*** Opening of RECORDS FOR THE EXERCISE ***

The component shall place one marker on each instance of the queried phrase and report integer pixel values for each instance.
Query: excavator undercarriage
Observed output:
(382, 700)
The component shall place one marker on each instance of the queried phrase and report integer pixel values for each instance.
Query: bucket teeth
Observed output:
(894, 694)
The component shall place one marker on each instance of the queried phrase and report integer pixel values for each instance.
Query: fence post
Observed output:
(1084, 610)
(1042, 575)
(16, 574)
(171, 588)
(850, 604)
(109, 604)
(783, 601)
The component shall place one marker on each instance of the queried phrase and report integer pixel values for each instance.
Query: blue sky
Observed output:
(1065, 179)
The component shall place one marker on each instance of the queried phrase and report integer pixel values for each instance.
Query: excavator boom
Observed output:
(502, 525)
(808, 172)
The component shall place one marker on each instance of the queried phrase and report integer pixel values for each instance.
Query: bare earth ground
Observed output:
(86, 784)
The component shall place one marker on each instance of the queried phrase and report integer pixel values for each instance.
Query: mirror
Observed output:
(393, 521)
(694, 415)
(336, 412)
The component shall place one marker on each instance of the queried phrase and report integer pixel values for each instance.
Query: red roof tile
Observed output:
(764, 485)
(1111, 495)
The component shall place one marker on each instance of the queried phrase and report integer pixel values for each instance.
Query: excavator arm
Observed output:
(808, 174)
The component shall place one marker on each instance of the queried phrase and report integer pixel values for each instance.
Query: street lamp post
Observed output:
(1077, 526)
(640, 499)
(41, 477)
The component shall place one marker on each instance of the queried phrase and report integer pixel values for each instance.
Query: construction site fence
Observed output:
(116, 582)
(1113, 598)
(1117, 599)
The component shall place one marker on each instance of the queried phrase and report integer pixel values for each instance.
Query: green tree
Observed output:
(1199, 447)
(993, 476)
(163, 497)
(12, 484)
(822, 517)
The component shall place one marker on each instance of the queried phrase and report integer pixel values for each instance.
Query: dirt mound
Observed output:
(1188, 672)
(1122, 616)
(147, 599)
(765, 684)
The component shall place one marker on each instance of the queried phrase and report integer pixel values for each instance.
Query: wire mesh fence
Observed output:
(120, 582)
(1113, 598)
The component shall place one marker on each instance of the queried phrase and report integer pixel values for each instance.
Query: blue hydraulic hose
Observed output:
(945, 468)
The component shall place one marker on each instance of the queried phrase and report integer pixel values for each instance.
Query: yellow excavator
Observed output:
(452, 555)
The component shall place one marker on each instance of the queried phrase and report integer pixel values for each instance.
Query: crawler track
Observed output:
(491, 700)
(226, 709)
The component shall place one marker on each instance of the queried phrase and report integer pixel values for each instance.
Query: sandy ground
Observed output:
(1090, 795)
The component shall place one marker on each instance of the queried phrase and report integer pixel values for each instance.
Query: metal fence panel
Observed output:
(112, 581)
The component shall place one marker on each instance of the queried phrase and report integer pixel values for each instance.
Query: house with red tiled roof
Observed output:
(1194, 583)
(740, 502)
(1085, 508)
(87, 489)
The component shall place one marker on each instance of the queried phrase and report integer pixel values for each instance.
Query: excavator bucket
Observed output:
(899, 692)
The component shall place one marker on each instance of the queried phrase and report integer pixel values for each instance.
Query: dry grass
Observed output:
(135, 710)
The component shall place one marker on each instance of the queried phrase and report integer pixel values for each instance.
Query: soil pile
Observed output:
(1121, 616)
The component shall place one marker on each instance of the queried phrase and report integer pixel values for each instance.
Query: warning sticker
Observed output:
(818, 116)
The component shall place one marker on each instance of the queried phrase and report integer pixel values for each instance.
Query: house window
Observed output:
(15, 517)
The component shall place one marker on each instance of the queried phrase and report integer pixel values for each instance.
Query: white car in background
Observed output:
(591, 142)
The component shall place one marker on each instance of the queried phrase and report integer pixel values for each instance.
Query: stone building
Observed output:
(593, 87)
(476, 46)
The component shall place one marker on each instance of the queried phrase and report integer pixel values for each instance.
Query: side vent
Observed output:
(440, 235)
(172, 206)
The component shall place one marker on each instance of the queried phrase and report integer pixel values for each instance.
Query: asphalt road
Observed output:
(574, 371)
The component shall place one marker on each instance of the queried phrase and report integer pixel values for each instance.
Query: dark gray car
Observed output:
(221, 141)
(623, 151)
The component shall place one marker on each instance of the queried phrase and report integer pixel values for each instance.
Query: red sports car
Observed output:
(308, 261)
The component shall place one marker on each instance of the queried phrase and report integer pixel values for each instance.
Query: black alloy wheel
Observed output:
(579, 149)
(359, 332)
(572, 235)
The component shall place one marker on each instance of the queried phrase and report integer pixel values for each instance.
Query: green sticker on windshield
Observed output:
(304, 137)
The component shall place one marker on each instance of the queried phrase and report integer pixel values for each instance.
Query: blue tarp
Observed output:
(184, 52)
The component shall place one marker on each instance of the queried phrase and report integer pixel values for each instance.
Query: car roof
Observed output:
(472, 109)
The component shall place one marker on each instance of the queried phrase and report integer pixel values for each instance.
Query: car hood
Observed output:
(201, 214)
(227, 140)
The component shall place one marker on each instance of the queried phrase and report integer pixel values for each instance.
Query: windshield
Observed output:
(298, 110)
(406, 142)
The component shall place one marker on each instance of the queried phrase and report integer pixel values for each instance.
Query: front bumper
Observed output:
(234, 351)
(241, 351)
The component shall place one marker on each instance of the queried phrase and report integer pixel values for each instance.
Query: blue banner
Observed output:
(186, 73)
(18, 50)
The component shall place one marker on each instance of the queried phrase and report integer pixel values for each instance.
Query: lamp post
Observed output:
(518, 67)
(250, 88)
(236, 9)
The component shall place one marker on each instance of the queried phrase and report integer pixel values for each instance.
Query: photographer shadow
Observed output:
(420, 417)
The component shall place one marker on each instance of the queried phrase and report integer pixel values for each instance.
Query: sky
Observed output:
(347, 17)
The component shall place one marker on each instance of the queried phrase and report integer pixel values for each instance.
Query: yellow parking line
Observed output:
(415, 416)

*** Close of RECORDS FOR THE EXERCISE ***

▶ [PROBLEM TO WORK ON]: Return each line of the data above verbatim.

▶ [SOLUTION TO THE PROBLEM]:
The component shall place one marker on each instance of the queried phrase and report integer pixel values for each instance.
Query: excavator undercarriage
Observed output:
(382, 700)
The component shall place one marker on each instance of the queried phrase and report integer pixel values for each instance.
Query: bucket teeth
Observed output:
(894, 694)
The component shall place one marker on each instance of the queried phrase and report integer pixel values for each instance.
Query: fence post
Observed output:
(1084, 610)
(1042, 575)
(16, 574)
(171, 588)
(850, 604)
(109, 604)
(783, 601)
The component shall place one marker on each instance of the queried phrase and report integer pixel values for each instance.
Query: blue sky
Observed output:
(1065, 179)
The component shall place one marker on each instance of the queried phrase and report integer pixel values for each instance.
Query: excavator boom
Observed output:
(502, 525)
(808, 172)
The component shall place one marker on each instance of the queried phrase and report integer pixel values for each instance.
Query: bare earth ground
Observed output:
(86, 784)
The component shall place one marker on each instance of the queried phrase and report integer pixel values for each instance.
Query: mirror
Observed output:
(393, 521)
(694, 415)
(336, 412)
The component shall place one marker on each instance of the queried phrase and report integer pixel values for each instance.
Query: red roof tile
Observed output:
(764, 485)
(1111, 495)
The component shall place one marker on each instance of the queried phrase and report integer pixel values for each instance.
Query: excavator arm
Observed output:
(808, 174)
The component shall place one marker on each instance of the queried phrase and report integer pixel values for each instance.
Query: street lamp post
Observed output:
(1077, 526)
(640, 499)
(41, 477)
The component shall place one marker on each instance of the queried phrase and report integer pixel values for each instance.
Query: construction site fence
Observed output:
(116, 582)
(1113, 598)
(1117, 599)
The component shall place one marker on each instance of the queried phrase and report integer pixel values for each instance.
Query: green tree
Observed output:
(1199, 447)
(993, 476)
(163, 497)
(12, 484)
(822, 517)
The component shall place one marker on each instance of the queried phrase and report integer pixel values for each instance.
Query: dirt mound
Observed output:
(1188, 672)
(1122, 616)
(147, 599)
(765, 684)
The component shall place one marker on each instance of the queried phrase and report integer pixel values for each instance.
Query: wire mesh fence
Observed output:
(120, 582)
(1113, 598)
The component shall place one marker on each instance of the queried phrase and report integer pixel values for each instance.
Query: blue hydraulic hose
Observed output:
(945, 468)
The component shall place one marker on each instance of the queried phrase and report integer pixel values for each instance.
Query: yellow excavator
Observed output:
(452, 555)
The component shall place one marker on each instance of the queried phrase and report integer pixel values for each instance.
Query: crawler track
Observed output:
(491, 700)
(226, 709)
The component shall place one marker on each instance of the queried phrase and report integer pixel values for each instance.
Query: sandy ground
Observed output:
(1090, 795)
The component shall place one marker on each instance of the queried phrase and report integer pixel values for each instance.
Query: metal fence panel
Observed output:
(112, 581)
The component shall place one marker on each instance of the queried phrase and report integer pixel values for each instance.
Query: house with red tiled roof
Observed output:
(1194, 583)
(740, 502)
(1085, 508)
(87, 489)
The component shall place one marker on each instance of the queried phrase and report integer pixel values for each instance.
Query: excavator bucket
Observed output:
(899, 692)
The component shall place one marker on each instance of the queried phrase and report integer pixel values for each instance.
Query: dry grass
Observed output:
(135, 710)
The component shall place one marker on each instance of the queried phrase and report integer pixel values for each instance.
Query: soil pile
Observed output:
(1121, 616)
The component shall place one marker on each instance of the queried phrase and report integer pixel values for each instance.
Query: warning sticker
Observed output:
(818, 116)
The component shall place one marker on each instance of the queried phrase and report integer pixel values for each instance.
Query: house window
Observed output:
(15, 517)
The component shall place one marker on each instance of the queried phrase and report integer pixel values for each instance.
Query: white car in background
Observed output:
(591, 142)
The component shall place one marker on each instance of the queried phrase and report integer pixel values for each instance.
Query: stone building
Observed output:
(593, 87)
(476, 46)
The component shall place one marker on each instance of the queried phrase and report integer pixel values for each instance.
Query: side vent
Observed output:
(440, 235)
(172, 206)
The component shall place one marker on each instance of the queried phrase and report integer pixel values for each instance.
Query: asphalt road
Observed output:
(574, 371)
The component shall place one marker on each instance of the queried phrase and report integer pixel values for each instance.
Query: dark gray car
Observed output:
(221, 141)
(623, 151)
The component shall place one marker on each instance of the queried phrase and report integer pixel values for each instance.
Query: red sports car
Observed output:
(308, 261)
The component shall place one marker on each instance of the queried phrase and report integer pixel values for each instance.
Query: black alloy wheel
Observed output:
(579, 149)
(359, 332)
(572, 235)
The component shall place one marker on each instance of the queried phrase and report integer pixel values for each instance.
Query: green sticker on windshield
Observed output:
(304, 137)
The component shall place one marker on each instance of the queried phrase and report integer pixel values for each instance.
Query: blue tarp
Observed output:
(184, 52)
The component shall place one marker on each instance of the queried phrase and report integer pixel values for each instance.
Query: car roof
Observed output:
(472, 109)
The component shall place one marker on each instance of the queried phrase and report integer pixel values for each instance.
Query: car hood
Observed output:
(201, 214)
(227, 140)
The component shall place one marker on each instance of the queried phrase and report integer pixel values for each instance.
Query: windshield
Observed output:
(298, 110)
(406, 142)
The component shall place one marker on each instance of the queried phrase and report integer pixel values for each instance.
Query: front bumper
Observed output:
(234, 351)
(241, 351)
The component shall place one marker on each instance of the queried phrase and report integer pixel values for each instance.
Query: blue banner
Observed output:
(186, 73)
(18, 50)
The component shall place one marker on each instance of the queried phrase and report integer pixel values for each instance.
Query: lamp post
Observed output:
(518, 67)
(250, 88)
(236, 9)
The component shall place one marker on each instance of the queried phrase and report integer pixel values for each instance.
Query: photographer shadow
Observed output:
(420, 417)
The component shall place one marker on each instance of the queried phrase and report integer pixel values for each instance.
Query: sky
Observed output:
(347, 17)
The component shall place one marker on each instance of the queried phrase and report integer pixel values for each instance.
Query: yellow parking line
Observed output:
(415, 416)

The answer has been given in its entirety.